Text shown:
§ §

The list of victims is long. Laya-Alama Condé died in 2005 in Bremen after he was force-fed vomit-inducing substances by the police who claimed he was a drug dealer. Dominique Koumadio was shot dead in 2006 in Dortmund at point-blank range by a police officer in “self-defense.” In 2014, private cops of the nursing home operator European Homecare abused refugees in North Rhineland-Westphalia. For five years, up to 1,000 policemen periodically besieged and harassed the Gerhart Hauptmann School in Kreuzberg [Berlin], which was occupied by refugees for lack of other housing. Last Thursday [January 11], they were finally expelled – under the aegis of the district government of Greens, Left Party and SPD (Social Democratic Party). German border police have also been deployed abroad, from Greece to Africa. The list goes on and on, because its systematic – it’s the system!

§ §

Directions: Reproduce the stretch from "The list of" through "it’s the system!" in the passage on police violence in Germany, word for word. The listing has no connection to the passage on police violence in Germany.

Point-per-instance localization listing
§ §

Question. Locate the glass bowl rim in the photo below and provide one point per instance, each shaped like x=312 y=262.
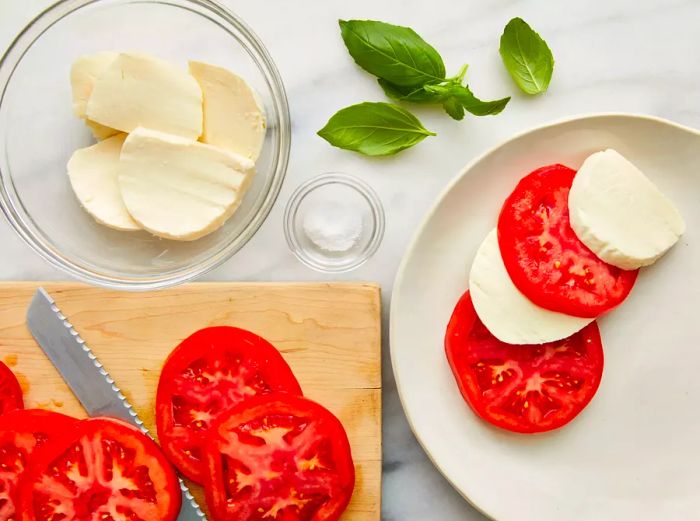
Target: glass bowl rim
x=253 y=45
x=319 y=181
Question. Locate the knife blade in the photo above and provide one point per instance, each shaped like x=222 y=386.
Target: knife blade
x=92 y=385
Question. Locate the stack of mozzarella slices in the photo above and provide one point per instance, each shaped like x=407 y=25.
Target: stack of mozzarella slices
x=177 y=149
x=522 y=342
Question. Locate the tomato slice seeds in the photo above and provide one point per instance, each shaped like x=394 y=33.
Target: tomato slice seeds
x=209 y=373
x=543 y=256
x=102 y=469
x=522 y=388
x=21 y=433
x=278 y=457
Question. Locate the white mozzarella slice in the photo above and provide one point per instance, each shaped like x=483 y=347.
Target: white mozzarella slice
x=233 y=117
x=93 y=175
x=136 y=90
x=508 y=314
x=83 y=74
x=180 y=189
x=100 y=132
x=620 y=214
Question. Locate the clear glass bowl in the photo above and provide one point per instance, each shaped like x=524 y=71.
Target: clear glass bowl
x=341 y=200
x=38 y=134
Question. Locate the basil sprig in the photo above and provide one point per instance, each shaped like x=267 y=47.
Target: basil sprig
x=374 y=129
x=391 y=52
x=408 y=69
x=527 y=57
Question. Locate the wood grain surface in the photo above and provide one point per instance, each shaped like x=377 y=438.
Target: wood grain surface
x=328 y=333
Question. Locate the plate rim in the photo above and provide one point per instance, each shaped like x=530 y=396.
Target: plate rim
x=408 y=253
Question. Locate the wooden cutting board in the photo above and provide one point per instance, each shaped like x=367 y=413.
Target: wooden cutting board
x=328 y=333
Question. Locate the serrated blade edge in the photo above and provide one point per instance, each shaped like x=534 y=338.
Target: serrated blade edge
x=77 y=364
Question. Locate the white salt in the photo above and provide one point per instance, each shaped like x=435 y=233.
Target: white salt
x=333 y=226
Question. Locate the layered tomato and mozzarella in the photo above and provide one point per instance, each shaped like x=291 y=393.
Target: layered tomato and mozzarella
x=522 y=342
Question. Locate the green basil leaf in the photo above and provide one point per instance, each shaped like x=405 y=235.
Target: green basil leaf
x=454 y=108
x=374 y=129
x=526 y=57
x=476 y=106
x=466 y=98
x=412 y=94
x=391 y=52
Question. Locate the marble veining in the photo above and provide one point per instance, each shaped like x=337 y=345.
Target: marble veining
x=611 y=56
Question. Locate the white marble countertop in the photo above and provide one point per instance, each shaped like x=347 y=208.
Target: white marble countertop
x=611 y=56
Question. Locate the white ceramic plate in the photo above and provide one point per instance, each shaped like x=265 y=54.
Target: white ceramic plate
x=634 y=452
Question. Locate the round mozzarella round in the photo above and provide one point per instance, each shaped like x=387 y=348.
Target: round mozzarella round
x=619 y=214
x=180 y=189
x=508 y=314
x=93 y=175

§ §

Solved exercise:
The list of victims is long. Laya-Alama Condé died in 2005 in Bremen after he was force-fed vomit-inducing substances by the police who claimed he was a drug dealer. Dominique Koumadio was shot dead in 2006 in Dortmund at point-blank range by a police officer in “self-defense.” In 2014, private cops of the nursing home operator European Homecare abused refugees in North Rhineland-Westphalia. For five years, up to 1,000 policemen periodically besieged and harassed the Gerhart Hauptmann School in Kreuzberg [Berlin], which was occupied by refugees for lack of other housing. Last Thursday [January 11], they were finally expelled – under the aegis of the district government of Greens, Left Party and SPD (Social Democratic Party). German border police have also been deployed abroad, from Greece to Africa. The list goes on and on, because its systematic – it’s the system!